TEXT PROVIDED:
I've decided he is part pony and part teddy bear... His winter coat is none too flattering and he's a giant fuzz ball at the moment so much so that I can't see the edge of his rug as his coat covers it up :lol:


----------



## Dark Intentions (Sep 30, 2011)

Before:
The first week I got her last October.

















After:







[/URL]


----------



## HollyLolly (Dec 25, 2009)

Wow, some great pictures coming in! Golden Horse, I love your horses name - Appy Gilmore, his name really tickled me! 

Loving the pics guys! Sorry I'm not replying to each individual post, they are all brilliant, and all of them are looking so good in their after pics!


----------



## Merlot (Sep 12, 2012)

My little Australian Stock horse, Persil Beaucoup. The yucky photo was taken last winter - I turned him out and he suddenly dropped condition (within 3 weeks!) and looked absolutely awful - as in photo here.

I got a vet out who said he just looked like a 'turned out horse' which ****ed me off as I have never had a turned out horse look like that!

Anyway I got another vet and we did all sorts of blood tests which all came back normal (Infuriating) and we tried various wormers and I was STUFFING hard feed and hay into him and it wasn't till I upped his protein and got him onto some seriously good vit and mins that he started to improve to what you see in the next photo.

ANYWAY I have since discovered that he is a LOT older than I had thought, (in his mid 20s - Which explains all sorts of things including the weight issue) so will be a LOT more proactive before next winter hits!!!:shock:


----------



## ThoroughbredJumper (Oct 30, 2012)

3 HOURS BEFORE A SHOW!!! (2hrs of hard work later) AT THE SHOW!


----------



## Maple (Jan 10, 2012)

ThoroughbredJumper said:


> 3 HOURS BEFORE A SHOW!!! (2hrs of hard work later) AT THE SHOW!


 
HELLLLLLLLLO gorgeous!!! I'm swooning here


----------



## ThoroughbredJumper (Oct 30, 2012)

Maple said:


> HELLLLLLLLLO gorgeous!!! I'm swooning here


LOL thank you!!!  he was quite the eye catcher.  hahaha not without hard work though! your paint is quite the charm as well.


----------



## Samhwain (Oct 24, 2012)

sorry this is so pic heavy xD

the first horse :: Paco ; a half paint half ( we think ) arabian stallion I rescued last year. The 'before' photos actually made him look more filled out than he really was and they were taken the day after we brought him home gave him two square bales and a bucket of feed. Before we got him he was starved for a few months, beaten, and left in a dirt and weeds cattle chute for a 'field'.

first day









five months later "after" - started his training introduced lunging and exercised him.









"after" just before we gave him to his new forever home - mid-winter.












This one is Curly. My uncles ex-race QH.
















































Chewy - my girl - when we brought her home this march

















may









her first "bath" in may









august









and finally - a few weeks ago. The vet thinks she's pregnant so we're re-scheduling them but here she is. and the ferrier is coming out in a few weeks so please ignore the hooves :/


----------



## Dreamcatcher5 (May 15, 2012)

ENTRIES PROVIDED:
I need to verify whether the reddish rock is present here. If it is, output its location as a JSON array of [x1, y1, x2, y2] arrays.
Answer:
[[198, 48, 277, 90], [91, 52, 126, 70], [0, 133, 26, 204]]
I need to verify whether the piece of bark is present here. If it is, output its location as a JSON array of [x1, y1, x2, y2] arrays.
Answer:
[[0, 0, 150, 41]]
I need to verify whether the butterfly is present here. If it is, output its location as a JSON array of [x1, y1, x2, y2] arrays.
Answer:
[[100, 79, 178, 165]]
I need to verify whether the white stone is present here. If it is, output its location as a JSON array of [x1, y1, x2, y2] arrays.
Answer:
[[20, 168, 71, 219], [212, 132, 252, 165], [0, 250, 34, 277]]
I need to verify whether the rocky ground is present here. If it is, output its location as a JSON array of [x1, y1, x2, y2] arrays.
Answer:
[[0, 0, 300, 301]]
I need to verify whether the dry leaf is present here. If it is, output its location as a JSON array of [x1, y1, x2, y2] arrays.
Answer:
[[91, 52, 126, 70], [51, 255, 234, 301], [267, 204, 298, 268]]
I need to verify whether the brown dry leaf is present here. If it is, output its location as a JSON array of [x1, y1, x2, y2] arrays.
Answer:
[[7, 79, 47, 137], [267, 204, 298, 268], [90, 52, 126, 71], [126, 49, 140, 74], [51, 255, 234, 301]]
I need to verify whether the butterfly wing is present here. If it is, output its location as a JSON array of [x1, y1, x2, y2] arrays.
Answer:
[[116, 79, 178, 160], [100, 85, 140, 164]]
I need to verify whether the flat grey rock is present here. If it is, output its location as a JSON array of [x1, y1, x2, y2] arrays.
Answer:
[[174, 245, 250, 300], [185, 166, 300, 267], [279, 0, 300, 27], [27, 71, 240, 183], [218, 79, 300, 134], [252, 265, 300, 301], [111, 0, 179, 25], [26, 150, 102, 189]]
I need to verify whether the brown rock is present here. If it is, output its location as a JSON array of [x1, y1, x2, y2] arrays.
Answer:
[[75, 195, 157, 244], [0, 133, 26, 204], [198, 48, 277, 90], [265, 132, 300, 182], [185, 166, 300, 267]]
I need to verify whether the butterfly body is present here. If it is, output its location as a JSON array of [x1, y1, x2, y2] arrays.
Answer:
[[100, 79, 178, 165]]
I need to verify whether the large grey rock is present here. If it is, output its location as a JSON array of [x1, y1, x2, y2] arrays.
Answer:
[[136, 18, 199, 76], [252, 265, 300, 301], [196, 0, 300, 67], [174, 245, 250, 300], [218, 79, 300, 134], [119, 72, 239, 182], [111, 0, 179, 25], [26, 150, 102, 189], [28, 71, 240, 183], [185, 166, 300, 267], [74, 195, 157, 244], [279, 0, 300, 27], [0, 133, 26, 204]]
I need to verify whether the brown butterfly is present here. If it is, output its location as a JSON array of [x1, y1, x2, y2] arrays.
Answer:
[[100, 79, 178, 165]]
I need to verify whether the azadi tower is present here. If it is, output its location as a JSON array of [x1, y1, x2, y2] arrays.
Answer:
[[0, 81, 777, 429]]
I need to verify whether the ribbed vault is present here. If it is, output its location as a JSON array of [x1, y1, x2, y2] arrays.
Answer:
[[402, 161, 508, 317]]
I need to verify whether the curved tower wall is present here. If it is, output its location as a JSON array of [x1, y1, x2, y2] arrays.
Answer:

WHAT YOU WILL DO: Rewrite the stretch of the forum thread from "## Merlot (Sep" through "the next photo.", changing "wormers" to "dewormers". The records have no connection to the forum thread.

ANSWER TO THIS TASK:
## Merlot (Sep 12, 2012)

My little Australian Stock horse, Persil Beaucoup. The yucky photo was taken last winter - I turned him out and he suddenly dropped condition (within 3 weeks!) and looked absolutely awful - as in photo here.

I got a vet out who said he just looked like a 'turned out horse' which ****ed me off as I have never had a turned out horse look like that!

Anyway I got another vet and we did all sorts of blood tests which all came back normal (Infuriating) and we tried various dewormers and I was STUFFING hard feed and hay into him and it wasn't till I upped his protein and got him onto some seriously good vit and mins that he started to improve to what you see in the next photo.